Start

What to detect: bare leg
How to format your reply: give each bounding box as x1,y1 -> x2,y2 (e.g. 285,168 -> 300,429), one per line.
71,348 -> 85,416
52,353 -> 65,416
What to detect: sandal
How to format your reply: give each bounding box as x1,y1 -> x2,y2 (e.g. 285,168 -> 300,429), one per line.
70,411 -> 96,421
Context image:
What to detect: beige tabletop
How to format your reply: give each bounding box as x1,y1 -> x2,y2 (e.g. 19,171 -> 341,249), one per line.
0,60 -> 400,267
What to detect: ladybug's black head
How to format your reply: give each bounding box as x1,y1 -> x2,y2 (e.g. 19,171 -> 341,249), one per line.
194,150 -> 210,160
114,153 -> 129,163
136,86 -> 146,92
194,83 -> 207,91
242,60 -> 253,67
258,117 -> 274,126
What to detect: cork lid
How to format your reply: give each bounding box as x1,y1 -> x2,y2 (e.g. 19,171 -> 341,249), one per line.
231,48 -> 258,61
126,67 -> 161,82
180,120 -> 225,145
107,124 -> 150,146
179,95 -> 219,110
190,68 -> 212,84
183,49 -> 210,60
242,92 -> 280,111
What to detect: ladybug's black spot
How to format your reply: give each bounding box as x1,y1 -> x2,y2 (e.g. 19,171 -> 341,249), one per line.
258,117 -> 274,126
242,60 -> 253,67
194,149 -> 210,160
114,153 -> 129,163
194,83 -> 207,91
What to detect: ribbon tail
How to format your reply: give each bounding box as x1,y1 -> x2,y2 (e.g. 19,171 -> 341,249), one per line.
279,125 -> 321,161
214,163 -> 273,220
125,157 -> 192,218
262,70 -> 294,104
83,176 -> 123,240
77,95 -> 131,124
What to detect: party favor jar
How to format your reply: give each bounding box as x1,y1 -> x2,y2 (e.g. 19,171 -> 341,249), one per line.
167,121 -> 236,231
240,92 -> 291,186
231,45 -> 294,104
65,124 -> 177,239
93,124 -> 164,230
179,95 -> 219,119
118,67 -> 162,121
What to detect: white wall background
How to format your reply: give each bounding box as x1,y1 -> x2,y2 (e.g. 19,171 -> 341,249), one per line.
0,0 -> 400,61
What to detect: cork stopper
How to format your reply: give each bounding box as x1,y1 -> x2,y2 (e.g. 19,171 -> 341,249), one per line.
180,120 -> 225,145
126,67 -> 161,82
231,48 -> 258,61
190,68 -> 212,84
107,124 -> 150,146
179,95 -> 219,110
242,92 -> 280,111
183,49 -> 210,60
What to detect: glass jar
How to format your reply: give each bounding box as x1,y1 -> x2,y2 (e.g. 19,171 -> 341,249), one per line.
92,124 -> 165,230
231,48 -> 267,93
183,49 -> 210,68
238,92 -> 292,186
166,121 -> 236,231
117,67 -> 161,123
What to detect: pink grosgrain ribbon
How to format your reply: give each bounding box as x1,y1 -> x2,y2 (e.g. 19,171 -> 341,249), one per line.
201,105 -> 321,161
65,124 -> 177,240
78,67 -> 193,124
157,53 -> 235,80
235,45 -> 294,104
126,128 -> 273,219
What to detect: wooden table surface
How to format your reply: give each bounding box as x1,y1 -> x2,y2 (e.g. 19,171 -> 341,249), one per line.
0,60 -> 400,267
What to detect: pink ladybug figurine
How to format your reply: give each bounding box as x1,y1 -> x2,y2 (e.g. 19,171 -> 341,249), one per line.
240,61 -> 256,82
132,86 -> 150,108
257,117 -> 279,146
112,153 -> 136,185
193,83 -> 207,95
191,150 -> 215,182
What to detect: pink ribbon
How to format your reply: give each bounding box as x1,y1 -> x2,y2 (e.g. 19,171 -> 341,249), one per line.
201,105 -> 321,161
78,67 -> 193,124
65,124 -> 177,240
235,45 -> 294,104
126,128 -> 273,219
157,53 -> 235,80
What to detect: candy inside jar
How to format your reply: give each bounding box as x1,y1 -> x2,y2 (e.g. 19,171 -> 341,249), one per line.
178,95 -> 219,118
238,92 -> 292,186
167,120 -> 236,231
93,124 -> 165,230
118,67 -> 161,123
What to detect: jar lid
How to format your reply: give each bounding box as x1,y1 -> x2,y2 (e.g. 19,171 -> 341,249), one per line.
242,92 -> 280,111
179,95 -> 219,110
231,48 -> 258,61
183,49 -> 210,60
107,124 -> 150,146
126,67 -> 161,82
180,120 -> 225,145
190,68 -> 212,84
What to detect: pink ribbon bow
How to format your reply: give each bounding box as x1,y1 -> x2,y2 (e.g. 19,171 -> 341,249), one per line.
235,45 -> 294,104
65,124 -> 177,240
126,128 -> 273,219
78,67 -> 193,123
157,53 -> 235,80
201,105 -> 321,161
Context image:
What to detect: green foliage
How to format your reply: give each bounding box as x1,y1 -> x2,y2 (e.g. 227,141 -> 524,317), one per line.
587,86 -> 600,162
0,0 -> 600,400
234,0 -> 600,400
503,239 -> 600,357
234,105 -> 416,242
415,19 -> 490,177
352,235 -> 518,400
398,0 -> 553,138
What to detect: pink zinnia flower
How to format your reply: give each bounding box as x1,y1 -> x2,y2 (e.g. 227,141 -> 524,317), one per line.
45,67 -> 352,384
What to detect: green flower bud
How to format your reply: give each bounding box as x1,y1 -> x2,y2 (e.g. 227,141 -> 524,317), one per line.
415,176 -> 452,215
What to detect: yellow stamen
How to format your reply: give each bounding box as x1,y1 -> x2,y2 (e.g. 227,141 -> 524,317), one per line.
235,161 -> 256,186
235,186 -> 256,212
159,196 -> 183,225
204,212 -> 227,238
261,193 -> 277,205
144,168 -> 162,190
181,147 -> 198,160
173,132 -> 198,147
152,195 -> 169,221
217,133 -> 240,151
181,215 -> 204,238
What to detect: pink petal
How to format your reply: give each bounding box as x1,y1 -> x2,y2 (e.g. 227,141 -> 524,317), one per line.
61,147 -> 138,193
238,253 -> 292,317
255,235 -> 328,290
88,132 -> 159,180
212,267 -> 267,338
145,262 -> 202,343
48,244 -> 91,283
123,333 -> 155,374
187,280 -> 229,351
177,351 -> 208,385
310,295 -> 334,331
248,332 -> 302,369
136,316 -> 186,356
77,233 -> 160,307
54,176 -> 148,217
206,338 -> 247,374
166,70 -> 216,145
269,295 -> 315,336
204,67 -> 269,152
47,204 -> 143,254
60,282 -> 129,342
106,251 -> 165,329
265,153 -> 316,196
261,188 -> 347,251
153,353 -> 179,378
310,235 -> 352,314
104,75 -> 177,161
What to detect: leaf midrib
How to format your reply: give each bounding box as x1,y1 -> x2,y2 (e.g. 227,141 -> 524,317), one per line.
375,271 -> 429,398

End

Given request =>
Format the lines above as a numbered list, from the line containing "What to detect: jar lid" through the line containing "415,176 -> 452,215", both ends included, and omit any blank lines.

Reply =>
1. What to detect: jar lid
2. How to format your reply: give each bounding box as x1,y1 -> x2,y2 (e.g. 19,171 -> 341,249), one per line.
3. 242,92 -> 280,111
4. 179,95 -> 219,110
5. 231,48 -> 258,61
6. 183,49 -> 210,60
7. 107,124 -> 150,146
8. 126,67 -> 161,82
9. 180,120 -> 225,145
10. 190,68 -> 212,84
11. What to detect: pink ribbon bow
12. How to format your reply: give each bounding box as x1,y1 -> x2,y2 (e.g. 19,171 -> 341,249), one per line.
13. 235,45 -> 294,104
14. 65,124 -> 177,240
15. 126,128 -> 273,219
16. 78,67 -> 193,123
17. 157,53 -> 235,80
18. 201,105 -> 321,161
19. Context image:
20. What to detect: green foliage
21. How to format your reply: give each bounding box as x1,y1 -> x2,y2 (e.g. 227,141 -> 524,317), one per line.
22. 587,86 -> 600,162
23. 0,0 -> 600,400
24. 234,0 -> 600,400
25. 503,239 -> 600,357
26. 234,105 -> 416,242
27. 415,19 -> 490,177
28. 352,235 -> 518,400
29. 398,0 -> 553,138
30. What to detect: pink zinnia flower
31. How to format your reply: give each bounding box as x1,y1 -> x2,y2 (e.g. 227,141 -> 524,317), one per line.
32. 45,67 -> 352,384
33. What to detect: green flower bud
34. How to format your reply: give each bounding box as x1,y1 -> x2,y2 (e.g. 227,141 -> 524,317), one per line.
35. 415,176 -> 452,215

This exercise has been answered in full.